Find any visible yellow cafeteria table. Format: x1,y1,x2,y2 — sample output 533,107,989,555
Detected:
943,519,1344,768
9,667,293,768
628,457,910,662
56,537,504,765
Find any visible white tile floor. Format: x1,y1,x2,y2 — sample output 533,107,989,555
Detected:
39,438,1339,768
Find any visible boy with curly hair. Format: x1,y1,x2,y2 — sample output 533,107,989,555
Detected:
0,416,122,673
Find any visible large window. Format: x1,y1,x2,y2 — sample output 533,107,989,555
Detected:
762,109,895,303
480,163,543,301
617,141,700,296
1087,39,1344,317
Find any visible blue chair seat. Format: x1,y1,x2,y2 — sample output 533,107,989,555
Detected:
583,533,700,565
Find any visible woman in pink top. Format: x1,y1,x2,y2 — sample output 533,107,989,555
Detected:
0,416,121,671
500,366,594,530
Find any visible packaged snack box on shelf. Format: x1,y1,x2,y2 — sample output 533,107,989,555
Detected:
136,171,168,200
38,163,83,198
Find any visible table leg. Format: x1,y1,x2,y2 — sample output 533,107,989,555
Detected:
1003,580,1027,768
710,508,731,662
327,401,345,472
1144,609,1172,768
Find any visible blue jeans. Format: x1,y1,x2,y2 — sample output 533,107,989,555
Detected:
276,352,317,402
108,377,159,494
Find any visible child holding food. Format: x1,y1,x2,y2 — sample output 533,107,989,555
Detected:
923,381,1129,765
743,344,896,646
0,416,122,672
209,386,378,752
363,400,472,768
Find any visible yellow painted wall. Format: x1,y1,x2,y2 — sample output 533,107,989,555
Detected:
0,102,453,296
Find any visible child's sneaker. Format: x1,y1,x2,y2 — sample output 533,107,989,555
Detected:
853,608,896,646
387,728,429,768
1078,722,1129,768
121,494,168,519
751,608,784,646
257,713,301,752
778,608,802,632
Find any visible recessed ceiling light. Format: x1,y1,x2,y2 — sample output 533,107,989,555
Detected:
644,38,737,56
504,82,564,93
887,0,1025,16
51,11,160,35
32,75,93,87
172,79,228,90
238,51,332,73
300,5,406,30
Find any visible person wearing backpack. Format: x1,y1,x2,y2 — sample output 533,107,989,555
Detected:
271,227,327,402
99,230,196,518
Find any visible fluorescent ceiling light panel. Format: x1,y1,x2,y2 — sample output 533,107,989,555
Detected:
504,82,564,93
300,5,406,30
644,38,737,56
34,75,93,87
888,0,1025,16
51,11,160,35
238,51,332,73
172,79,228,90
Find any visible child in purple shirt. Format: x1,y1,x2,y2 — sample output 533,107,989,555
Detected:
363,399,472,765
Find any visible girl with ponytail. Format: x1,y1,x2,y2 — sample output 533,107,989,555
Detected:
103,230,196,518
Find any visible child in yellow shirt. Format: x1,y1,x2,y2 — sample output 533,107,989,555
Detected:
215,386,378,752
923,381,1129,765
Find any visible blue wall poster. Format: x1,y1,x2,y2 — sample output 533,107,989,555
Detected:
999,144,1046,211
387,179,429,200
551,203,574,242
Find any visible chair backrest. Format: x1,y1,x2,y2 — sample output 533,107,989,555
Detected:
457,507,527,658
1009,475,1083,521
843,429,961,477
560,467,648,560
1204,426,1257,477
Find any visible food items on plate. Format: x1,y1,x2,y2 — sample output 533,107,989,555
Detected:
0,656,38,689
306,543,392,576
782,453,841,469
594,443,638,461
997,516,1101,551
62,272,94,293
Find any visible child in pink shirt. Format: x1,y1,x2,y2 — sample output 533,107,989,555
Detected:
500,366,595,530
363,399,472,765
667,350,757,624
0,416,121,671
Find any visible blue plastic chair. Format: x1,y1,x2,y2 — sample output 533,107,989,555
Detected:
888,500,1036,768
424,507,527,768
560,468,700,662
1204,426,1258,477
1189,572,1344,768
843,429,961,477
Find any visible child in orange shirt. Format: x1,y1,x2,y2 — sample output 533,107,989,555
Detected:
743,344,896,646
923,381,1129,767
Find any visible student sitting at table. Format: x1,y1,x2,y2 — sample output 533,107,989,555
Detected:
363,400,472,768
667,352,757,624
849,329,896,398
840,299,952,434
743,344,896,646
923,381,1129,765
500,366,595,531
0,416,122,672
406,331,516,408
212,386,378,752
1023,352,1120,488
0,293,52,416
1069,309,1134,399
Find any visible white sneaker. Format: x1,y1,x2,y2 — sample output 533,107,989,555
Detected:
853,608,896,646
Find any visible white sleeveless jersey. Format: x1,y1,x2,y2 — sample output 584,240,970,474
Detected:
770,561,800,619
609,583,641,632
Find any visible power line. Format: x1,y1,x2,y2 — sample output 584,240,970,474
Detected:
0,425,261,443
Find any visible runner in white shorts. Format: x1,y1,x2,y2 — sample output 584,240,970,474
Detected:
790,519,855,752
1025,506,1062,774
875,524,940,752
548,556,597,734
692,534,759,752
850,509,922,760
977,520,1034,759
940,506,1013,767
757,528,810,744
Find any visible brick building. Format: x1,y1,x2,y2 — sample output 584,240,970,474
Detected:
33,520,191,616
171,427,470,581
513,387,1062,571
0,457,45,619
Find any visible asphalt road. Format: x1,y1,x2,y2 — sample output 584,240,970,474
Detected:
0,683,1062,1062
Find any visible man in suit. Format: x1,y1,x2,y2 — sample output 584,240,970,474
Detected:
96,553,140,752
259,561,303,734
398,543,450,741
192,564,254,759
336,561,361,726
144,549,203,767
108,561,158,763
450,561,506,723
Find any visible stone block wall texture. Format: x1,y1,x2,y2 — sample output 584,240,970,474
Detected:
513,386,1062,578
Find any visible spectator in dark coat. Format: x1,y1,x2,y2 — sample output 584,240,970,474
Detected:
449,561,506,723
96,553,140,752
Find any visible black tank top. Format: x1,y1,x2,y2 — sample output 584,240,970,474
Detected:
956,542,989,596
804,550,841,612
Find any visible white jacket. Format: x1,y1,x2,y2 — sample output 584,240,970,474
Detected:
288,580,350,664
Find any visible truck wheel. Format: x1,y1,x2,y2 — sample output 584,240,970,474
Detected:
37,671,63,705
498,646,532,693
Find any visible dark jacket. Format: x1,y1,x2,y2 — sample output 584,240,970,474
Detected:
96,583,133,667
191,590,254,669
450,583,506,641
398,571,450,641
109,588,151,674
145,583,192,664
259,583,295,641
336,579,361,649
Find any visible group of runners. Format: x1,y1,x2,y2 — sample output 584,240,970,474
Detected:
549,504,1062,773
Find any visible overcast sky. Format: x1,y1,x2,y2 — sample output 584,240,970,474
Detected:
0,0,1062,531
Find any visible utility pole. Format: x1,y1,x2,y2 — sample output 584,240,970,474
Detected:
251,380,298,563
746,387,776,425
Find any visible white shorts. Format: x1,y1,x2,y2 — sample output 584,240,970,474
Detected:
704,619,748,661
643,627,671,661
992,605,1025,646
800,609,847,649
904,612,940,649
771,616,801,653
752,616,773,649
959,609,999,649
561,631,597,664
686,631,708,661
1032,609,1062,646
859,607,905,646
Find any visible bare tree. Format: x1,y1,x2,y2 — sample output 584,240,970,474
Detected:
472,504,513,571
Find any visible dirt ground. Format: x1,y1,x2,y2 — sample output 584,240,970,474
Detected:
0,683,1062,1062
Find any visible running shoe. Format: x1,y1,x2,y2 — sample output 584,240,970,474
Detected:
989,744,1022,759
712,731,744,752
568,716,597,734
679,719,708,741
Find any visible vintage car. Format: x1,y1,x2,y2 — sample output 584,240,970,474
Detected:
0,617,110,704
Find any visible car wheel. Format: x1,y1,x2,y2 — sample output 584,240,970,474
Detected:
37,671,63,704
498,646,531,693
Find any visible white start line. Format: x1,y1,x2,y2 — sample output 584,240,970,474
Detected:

-*-

→ **Challenge**
Rewrite all of the rows above as a numbered list, one line per item, leaving out any blank lines.

→ **Final result**
1. Find any visible yellow cafeteria table. Format: x1,y1,x2,y2 — sample output 533,107,989,555
2. Detected:
3. 943,519,1344,768
4. 9,667,293,768
5. 628,457,910,662
6. 56,537,504,765
7. Find any visible white tile floor. Format: x1,y1,x2,y2 — sample output 533,107,989,555
8. Detected:
9. 39,438,1339,768
10. Find any visible boy with curly hair. Format: x1,y1,x2,y2 — sample output 533,107,989,555
11. Detected:
12. 0,416,122,673
13. Find any visible large window. Format: x1,y1,x2,y2 — sample output 533,107,989,555
14. Detected:
15. 762,109,895,303
16. 480,163,543,301
17. 617,141,700,296
18. 1087,39,1344,317
19. Find any visible blue chair seat. Format: x1,y1,x2,y2 — sample output 533,107,989,555
20. Detected:
21. 583,533,700,565
22. Find any visible woman in pink top. Format: x1,y1,x2,y2 — sample output 533,107,989,555
23. Detected:
24. 0,416,121,671
25. 500,366,594,530
26. Find any visible packaged snack box on shelf. Format: x1,y1,x2,y2 — sample output 533,107,989,555
27. Detected:
28. 136,171,168,200
29. 38,163,83,198
30. Find any visible table leg. Format: x1,y1,x2,y2 — sample output 533,107,989,555
31. Detected:
32. 1003,580,1027,768
33. 710,508,731,662
34. 327,401,345,472
35. 1144,609,1172,768
36. Find any visible blue jeans. Format: x1,y1,x2,y2 — sample output 533,107,989,555
37. Detected:
38. 276,352,317,402
39. 108,377,159,494
40. Find any visible child holding food. Format: x1,y1,x2,y2 — sample output 533,107,989,555
41. Detected:
42. 923,381,1129,765
43. 743,344,896,646
44. 0,416,122,672
45. 209,386,378,752
46. 363,400,472,768
47. Find any visible yellow painted wall. Format: x1,y1,x2,y2 — sample output 533,107,989,555
48. Detected:
49. 0,102,453,296
50. Find any visible child's sneaker. Format: x1,y1,x2,y2 — sample output 533,107,989,555
51. Detected:
52. 853,608,896,646
53. 387,728,429,768
54. 1078,722,1129,768
55. 121,494,168,519
56. 751,608,784,646
57. 257,713,301,752
58. 778,608,802,632
59. Find any visible recessed ceiling light. Format: x1,y1,x2,y2 — sample output 533,107,989,555
60. Detected:
61. 644,38,737,56
62. 504,82,564,93
63. 887,0,1025,16
64. 51,11,160,35
65. 32,75,93,87
66. 172,79,228,90
67. 238,51,332,73
68. 300,5,406,30
69. Find any visible person wearing backpack. Format: x1,y1,x2,y2 — sample output 533,107,989,555
70. Detected:
71. 271,227,327,402
72. 99,230,196,518
73. Find any visible fluorescent ceiling light panel. Format: x1,y1,x2,y2 — sample output 533,107,989,555
74. Detected:
75. 504,82,564,93
76. 300,5,406,30
77. 644,38,737,56
78. 34,75,93,87
79. 888,0,1025,16
80. 51,11,160,35
81. 238,51,332,73
82. 172,79,228,90
83. Find any visible child in purple shirt. Format: x1,y1,x2,y2 — sample output 533,107,989,555
84. Detected:
85. 363,399,472,765
86. Find any visible girl with ponytail. Format: x1,y1,x2,y2 — sample output 533,107,989,555
87. Detected:
88. 103,230,196,518
89. Find any visible child in yellow shirt. Format: x1,y1,x2,y2 — sample output 533,107,989,555
90. Detected:
91. 215,386,378,752
92. 923,381,1129,765
93. Find any visible blue wall poster. Format: x1,y1,x2,y2 — sample output 533,107,989,555
94. Detected:
95. 999,144,1046,211
96. 387,179,429,200
97. 551,203,574,242
98. Find any visible chair backrest. Format: x1,y1,x2,y2 — sample output 533,107,989,555
99. Detected:
100. 457,507,527,658
101. 1009,475,1083,521
102. 843,429,961,477
103. 560,467,648,560
104. 1204,426,1257,477
105. Find any visible food items on plate. Format: x1,y1,x2,y2 — sample output 533,107,989,555
106. Detected:
107. 0,656,38,689
108. 306,543,392,576
109. 782,453,841,469
110. 594,443,638,461
111. 997,516,1101,551
112. 62,272,94,293
113. Find any visible child in pink shirt. Format: x1,y1,x2,y2 — sample output 533,107,989,555
114. Detected:
115. 500,366,595,530
116. 363,399,472,765
117. 667,350,757,624
118. 0,416,121,671
119. Find any visible blue plastic chair. Format: x1,y1,x2,y2 — sample output 533,107,989,555
120. Detected:
121. 888,500,1036,768
122. 424,507,527,768
123. 560,468,700,662
124. 1204,426,1258,477
125. 1189,572,1344,768
126. 843,429,961,477
127. Find any visible child in orange shirt. Format: x1,y1,x2,y2 — sample output 533,107,989,555
128. Detected:
129. 743,344,896,646
130. 923,381,1129,767
131. Find any visible student sitting at table. Format: x1,y1,x2,y2 — sample output 533,107,989,555
132. Detected:
133. 363,400,472,768
134. 667,352,757,624
135. 849,329,896,398
136. 840,299,952,434
137. 743,344,896,646
138. 923,381,1129,765
139. 500,366,595,531
140. 0,416,122,672
141. 406,331,516,408
142. 212,386,378,752
143. 1023,352,1120,488
144. 0,293,52,416
145. 1069,309,1134,399
146. Find any visible white sneaker. Format: x1,y1,x2,y2 — sample output 533,107,989,555
147. Detected:
148. 853,608,896,646
149. Find any visible white sleeveless jersey. Format: x1,y1,x2,y2 — sample output 584,240,970,474
150. Detected:
151. 770,561,800,619
152. 609,583,641,632
153. Find any visible power line. Format: x1,y1,x2,y2 — sample output 584,240,970,474
154. Detected:
155. 0,425,261,443
156. Find any visible runner in white shorts. Format: x1,y1,x2,y2 — sample output 584,240,970,474
157. Detected:
158. 790,519,855,752
159. 1025,506,1062,774
160. 875,524,940,752
161. 548,556,597,734
162. 692,534,759,752
163. 850,509,922,760
164. 977,520,1034,759
165. 940,506,1013,767
166. 757,528,810,744
167. Find any visible brick building. Format: x1,y1,x2,y2 — sample output 584,240,970,474
168. Detected:
169. 33,520,191,616
170. 171,427,470,581
171. 513,387,1062,571
172. 0,457,45,619
173. Find any visible asphalt road. Format: x1,y1,x2,y2 — sample output 584,240,970,474
174. Detected:
175. 0,683,1062,1062
176. Find any visible man in suit. Format: x1,y1,x2,y2 — sample output 584,240,970,474
177. Detected:
178. 96,553,140,752
179. 259,561,303,734
180. 398,543,450,741
181. 192,564,254,759
182. 336,561,361,726
183. 144,549,203,767
184. 108,561,158,763
185. 450,561,506,723
186. Find any visible stone block wall texture. Format: x1,y1,x2,y2 — sample output 584,240,970,474
187. Detected:
188. 513,386,1062,578
189. Find any visible spectator in dark coat. Format: x1,y1,x2,y2 — sample output 584,240,970,474
190. Detected:
191. 449,561,506,723
192. 96,553,140,752
193. Find any visible black tank top. Format: x1,y1,x2,y2 — sample output 584,240,970,474
194. Detected:
195. 956,542,989,596
196. 804,550,841,612
197. Find any visible white jacket. Format: x1,y1,x2,y2 — sample output 584,240,970,474
198. Detected:
199. 288,580,350,664
200. Find any visible truck wheel. Format: x1,y1,x2,y2 — sample output 584,240,970,474
201. Detected:
202. 37,671,63,705
203. 498,646,532,693
204. Find any visible dark jacket. Format: x1,y1,x2,y2 — sample output 584,240,970,474
205. Detected:
206. 96,583,133,667
207. 191,590,254,669
208. 450,583,506,641
209. 398,571,450,641
210. 109,588,151,674
211. 145,583,192,664
212. 259,583,295,641
213. 336,579,361,649
214. Find any visible group of runners. Format: x1,y1,x2,y2 — sample output 584,240,970,474
215. Detected:
216. 549,504,1062,773
217. Find any visible overcast sky. Format: x1,y1,x2,y2 — sample output 584,240,970,474
218. Detected:
219. 0,0,1062,531
220. Find any visible utility pole. Format: x1,y1,x2,y2 — sample output 584,240,970,474
221. Detected:
222. 251,380,298,563
223. 746,387,776,425
224. Find any visible white shorts. Format: x1,y1,x2,y2 — sample output 584,240,970,474
225. Detected:
226. 704,619,748,661
227. 643,627,671,661
228. 992,605,1025,646
229. 800,609,847,649
230. 904,612,940,649
231. 771,616,801,653
232. 752,616,773,649
233. 959,609,999,649
234. 561,631,597,664
235. 686,631,708,661
236. 1032,609,1062,646
237. 859,607,905,646
238. Find any visible bare tree. Format: x1,y1,x2,y2 — sample output 584,240,970,474
239. Detected:
240. 472,504,513,571
241. Find any visible dirt ground. Format: x1,y1,x2,y2 — sample output 584,240,970,474
242. Detected:
243. 0,683,1062,1062
244. Find any visible running shoe. Format: x1,y1,x2,y2 — sample output 584,240,970,474
245. Detected:
246. 989,744,1022,759
247. 712,731,744,752
248. 568,716,597,734
249. 679,719,708,741
250. Find any visible vintage car. Format: x1,y1,x2,y2 — sample output 584,240,970,474
251. Detected:
252. 0,617,110,704
253. Find any visible car wheel. Format: x1,y1,x2,y2 — sample output 584,240,970,474
254. Detected:
255. 37,671,63,704
256. 498,646,531,693
257. Find any visible white start line. Format: x1,y1,x2,y2 — sample output 584,240,970,474
258. Detected:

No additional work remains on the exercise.